# WHAT IS EXPECTED
Rewrite the lines below, changing every "photo" to "image" and leaving everything else untouched; omit the pictures from your version.

-- START OF SUPPLIED RECORDS --

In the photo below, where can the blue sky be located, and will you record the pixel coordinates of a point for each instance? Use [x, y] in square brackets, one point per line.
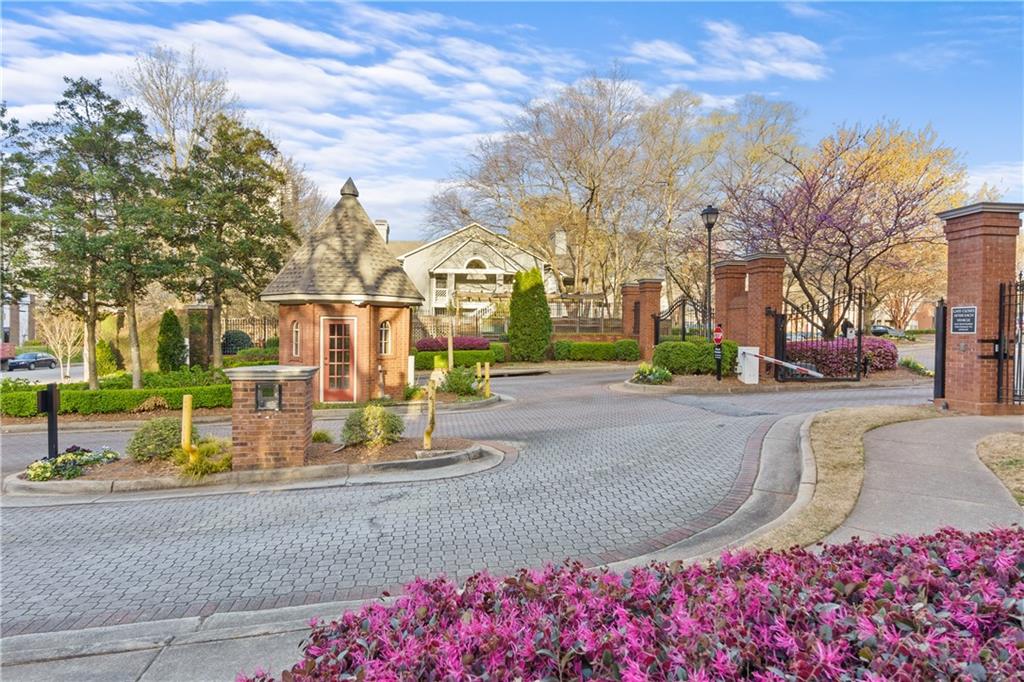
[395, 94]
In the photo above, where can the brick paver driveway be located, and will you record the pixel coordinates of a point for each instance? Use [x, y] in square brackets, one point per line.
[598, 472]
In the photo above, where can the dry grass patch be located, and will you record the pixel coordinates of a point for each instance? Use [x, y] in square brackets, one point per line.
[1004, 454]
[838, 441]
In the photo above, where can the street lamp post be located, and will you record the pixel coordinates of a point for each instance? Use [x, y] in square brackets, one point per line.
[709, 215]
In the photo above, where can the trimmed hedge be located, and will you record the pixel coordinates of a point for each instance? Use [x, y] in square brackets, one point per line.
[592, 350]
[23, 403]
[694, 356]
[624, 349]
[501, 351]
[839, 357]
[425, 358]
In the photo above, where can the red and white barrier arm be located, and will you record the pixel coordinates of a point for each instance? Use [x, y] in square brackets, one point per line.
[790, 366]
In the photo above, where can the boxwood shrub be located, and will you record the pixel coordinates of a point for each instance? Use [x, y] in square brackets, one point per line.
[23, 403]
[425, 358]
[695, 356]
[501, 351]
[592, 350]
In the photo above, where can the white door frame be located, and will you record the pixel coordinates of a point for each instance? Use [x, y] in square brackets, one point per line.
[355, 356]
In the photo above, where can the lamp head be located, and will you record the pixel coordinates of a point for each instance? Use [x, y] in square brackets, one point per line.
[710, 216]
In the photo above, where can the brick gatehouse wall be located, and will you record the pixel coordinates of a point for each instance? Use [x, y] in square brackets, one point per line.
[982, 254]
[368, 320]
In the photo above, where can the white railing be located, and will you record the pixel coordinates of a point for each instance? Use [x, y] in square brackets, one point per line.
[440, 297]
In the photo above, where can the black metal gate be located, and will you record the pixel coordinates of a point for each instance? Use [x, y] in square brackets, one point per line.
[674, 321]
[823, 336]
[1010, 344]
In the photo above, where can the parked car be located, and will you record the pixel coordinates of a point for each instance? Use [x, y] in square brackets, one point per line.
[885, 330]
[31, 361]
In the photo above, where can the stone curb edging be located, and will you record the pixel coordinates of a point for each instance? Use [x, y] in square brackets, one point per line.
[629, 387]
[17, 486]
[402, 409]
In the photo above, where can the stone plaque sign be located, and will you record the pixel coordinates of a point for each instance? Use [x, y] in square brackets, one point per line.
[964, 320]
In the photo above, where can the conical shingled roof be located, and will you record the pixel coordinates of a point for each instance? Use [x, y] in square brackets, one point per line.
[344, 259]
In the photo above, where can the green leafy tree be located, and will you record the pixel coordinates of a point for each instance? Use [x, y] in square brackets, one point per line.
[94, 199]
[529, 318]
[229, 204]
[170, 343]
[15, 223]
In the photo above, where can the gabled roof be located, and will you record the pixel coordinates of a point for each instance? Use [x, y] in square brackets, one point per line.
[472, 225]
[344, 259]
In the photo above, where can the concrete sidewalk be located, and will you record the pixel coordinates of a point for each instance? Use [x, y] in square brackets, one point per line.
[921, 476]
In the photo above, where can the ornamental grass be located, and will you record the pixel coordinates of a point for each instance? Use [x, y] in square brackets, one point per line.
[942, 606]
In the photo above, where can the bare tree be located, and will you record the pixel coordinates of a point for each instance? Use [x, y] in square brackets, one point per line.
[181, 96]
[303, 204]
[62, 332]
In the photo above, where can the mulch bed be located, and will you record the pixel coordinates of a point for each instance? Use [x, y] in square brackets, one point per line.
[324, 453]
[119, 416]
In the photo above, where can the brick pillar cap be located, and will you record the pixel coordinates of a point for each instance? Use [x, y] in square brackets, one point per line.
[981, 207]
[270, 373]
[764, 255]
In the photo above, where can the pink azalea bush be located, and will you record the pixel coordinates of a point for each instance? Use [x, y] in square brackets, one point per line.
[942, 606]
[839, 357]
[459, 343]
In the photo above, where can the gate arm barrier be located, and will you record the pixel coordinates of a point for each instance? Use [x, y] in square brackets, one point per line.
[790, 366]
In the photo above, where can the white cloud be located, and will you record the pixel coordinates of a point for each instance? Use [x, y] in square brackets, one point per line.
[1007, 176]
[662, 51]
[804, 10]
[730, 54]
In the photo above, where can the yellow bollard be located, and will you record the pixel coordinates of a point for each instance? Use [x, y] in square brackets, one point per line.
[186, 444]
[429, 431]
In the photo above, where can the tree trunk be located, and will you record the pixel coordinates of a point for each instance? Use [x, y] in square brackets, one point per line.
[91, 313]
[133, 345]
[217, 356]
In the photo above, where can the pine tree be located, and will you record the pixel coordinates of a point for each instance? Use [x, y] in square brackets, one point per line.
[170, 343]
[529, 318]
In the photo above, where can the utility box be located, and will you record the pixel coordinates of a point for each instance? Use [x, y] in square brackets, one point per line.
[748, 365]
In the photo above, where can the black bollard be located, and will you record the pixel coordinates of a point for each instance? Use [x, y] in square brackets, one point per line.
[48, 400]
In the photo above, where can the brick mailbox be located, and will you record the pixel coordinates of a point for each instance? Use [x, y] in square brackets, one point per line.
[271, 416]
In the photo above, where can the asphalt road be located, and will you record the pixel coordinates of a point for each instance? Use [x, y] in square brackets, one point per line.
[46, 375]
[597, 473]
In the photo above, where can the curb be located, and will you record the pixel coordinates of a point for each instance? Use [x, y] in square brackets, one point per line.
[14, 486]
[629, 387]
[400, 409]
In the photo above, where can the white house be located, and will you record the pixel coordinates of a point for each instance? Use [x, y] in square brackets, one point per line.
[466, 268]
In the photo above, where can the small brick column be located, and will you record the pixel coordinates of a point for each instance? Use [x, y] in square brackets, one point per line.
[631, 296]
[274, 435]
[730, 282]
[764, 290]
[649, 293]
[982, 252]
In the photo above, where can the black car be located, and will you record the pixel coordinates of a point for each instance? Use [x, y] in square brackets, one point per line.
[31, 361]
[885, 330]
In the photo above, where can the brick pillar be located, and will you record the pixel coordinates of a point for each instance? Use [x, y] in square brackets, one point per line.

-- END OF SUPPLIED RECORDS --

# THE RESPONSE
In the image below, where can the blue sky be located, and will you record the pixel coordinates of a point for each instance? Use [x, y] in square brackets, one point per line.
[395, 94]
In the image above, where can the brick paver driveway be located, and will you record the pixel coordinates of a point for each instance? Use [x, y] in square brackets, one point per line.
[598, 472]
In the image above, where can the dry grass patch be located, and will you record the pixel coordinates of a point for each instance? Use [x, y] in square brackets, one point per line.
[1004, 454]
[838, 441]
In the image above, where can the street lamp post be located, and will you record the pixel coordinates of a point for each instance? Use [x, y] in square brackets, one point per line.
[709, 215]
In the image above, where can the trimmed hedge be located, and will you record the pixel coordinates of a point for each instance? Use [x, y] in square brackets, one point per line.
[592, 350]
[23, 403]
[694, 356]
[624, 349]
[501, 351]
[839, 357]
[425, 358]
In the image above, where can the red and white barrier arm be located, and will you record the pixel coordinates of a point for each instance? Use [x, y] in square brackets, one point per line.
[790, 366]
In the image above, where can the boxwood shrub be located, and will you record the pixel coordinates of a point for each instance? Use [x, y] in square brackets, one point per line.
[23, 403]
[425, 358]
[695, 356]
[501, 351]
[592, 350]
In the image above, where can the white door frame be located, and will you record the pixel coordinates of a point for each instance? Use [x, y] in square brackets, one point per line.
[355, 356]
In the image above, where can the lamp head be located, and will you record the pixel coordinates of a point for each instance? Use [x, y] in square brackets, one point per line.
[710, 216]
In the image above, where can the brick gatehouse wall be located, and will you record the pixel coordinates of a point for each instance? Use [x, y] in square brackets, one point per line.
[982, 254]
[368, 320]
In the image above, where can the white railing be located, and will you record the pixel coordinates of a point for each instance? Use [x, y] in square brackets, one point per line.
[440, 297]
In the image above, where can the black metal gate be located, and will you record the pixel coordinates of a point for each instance? Use [x, y] in square brackets, one point per line.
[674, 321]
[823, 336]
[1010, 344]
In the image above, where can the parked car be located, and will you record the pixel coordinates of a point for each instance? Use [x, y] in square brackets, one point per line.
[885, 330]
[31, 361]
In the image above, where can the stone curb edging be located, and will you record the pixel coordinates of a point for each instance? Use [x, y] in square brackets, one point per line.
[629, 387]
[17, 486]
[402, 409]
In the image above, where can the stone plaque sign be located, and will you record the pixel coordinates of a point for each instance? Use [x, y] in square brackets, one point per line.
[964, 320]
In the image above, where can the conical shingled roof be located, and will you record the pixel coordinates of a point for each instance? Use [x, y] in square brackets, one point per line.
[344, 259]
In the image above, where can the green leafy tree be located, and will you record the pixel coordinates of a point for each instance? Use [x, y] in square brackets, one point per line.
[94, 199]
[529, 318]
[229, 204]
[170, 343]
[15, 223]
In the image above, where can the gabled roof be located, and will you record the pixel coordinates of a point for each instance? Use [x, y] in square brackets, one point per line.
[472, 225]
[344, 259]
In the image above, where can the concrete sidewalk be located, and will you record the pixel coordinates of a point for each instance? Use [x, y] in square brackets, one point per line.
[921, 476]
In the image above, where can the ornamental grass be located, and will you record the pixel coordinates of a point for each instance? Use [x, y] in square brackets, one point per line.
[942, 606]
In the image above, where can the bare tree be located, and will you record the pixel coordinates of a point for each instance? Use [x, y] in square brackets, one point per line.
[181, 96]
[303, 204]
[62, 332]
In the image above, where can the mulch bed be located, and will you record the pixel coordinates of a point for each instance? Use [x, y] in square brackets, one point per line.
[324, 453]
[119, 416]
In the image above, where can the brick pillar cap be located, and will you record the pixel coordinates of a point for each instance? Use [x, y] in square brackets, one point per line.
[981, 207]
[270, 373]
[764, 255]
In the image above, where can the pink azalea bush be located, and will you record the pixel coordinates of a point for each instance? Use [x, y] in square brackets, one point per line.
[942, 606]
[839, 357]
[459, 343]
In the image above, where can the gate arm barrier be located, and will you record the pixel coordinates of a point for each instance? Use [x, y] in square brackets, one point per line.
[790, 366]
In the image above, where can the white cloud be located, and will you record the pixel coordinates of a point for each instance? Use [x, y] in square brackets, one point per line.
[1007, 176]
[662, 51]
[804, 10]
[730, 54]
In the image above, where can the yellow bollard be located, and will you record the pixel coordinates of a point for each instance? Use [x, y] in square brackets, one point per line.
[186, 444]
[429, 431]
In the image above, where can the tree trunk be located, and will you record the pixel coordinates of a point for each instance? Use [x, y] in square brackets, one point per line.
[91, 313]
[133, 345]
[217, 356]
In the image above, where can the pine tree be located, and will you record the pixel coordinates of a point for each instance? Use [x, y] in square brackets, one point per line.
[170, 343]
[529, 318]
In the image above, where can the utility box be located, and will you record the pixel coordinates of a point for each instance? Use [x, y] in square brackets, one point per line.
[748, 365]
In the image above, where can the black bollard be located, and will you record the pixel coordinates of a point for each instance? Use [x, y] in square brackets, one point per line.
[48, 400]
In the image above, where can the brick mailbox be located, and will you record the pixel coordinates of a point for each instance? Use [x, y] in square brackets, one point per line.
[271, 416]
In the image above, where can the asphalt road be located, and will you record the pixel coordinates of a point for each instance? Use [x, y] in square brackets, one point per line.
[46, 375]
[597, 473]
In the image above, where can the curb be located, and will you record the pixel coordinates of a point for each instance? Use [x, y] in square brackets, one point per line.
[14, 486]
[629, 387]
[400, 409]
In the image above, where can the white house be located, and will you record the pixel coordinates of a point for each instance? Use [x, y] in square brackets, one point per line.
[466, 268]
In the image above, where can the small brick column be located, and will you record the pixel coordinates of a point for each instance? Use [x, y] in square brackets, one point per line.
[631, 296]
[274, 435]
[730, 282]
[764, 290]
[649, 293]
[982, 252]
In the image above, where can the black car be located, and will you record the pixel coordinates of a point for each instance? Use [x, y] in square brackets, one point per line.
[31, 361]
[885, 330]
In the image above, where can the brick pillar be located, and will you record the pixel coordinates of a point for each instance? Use [x, y] in square brackets, one point per line.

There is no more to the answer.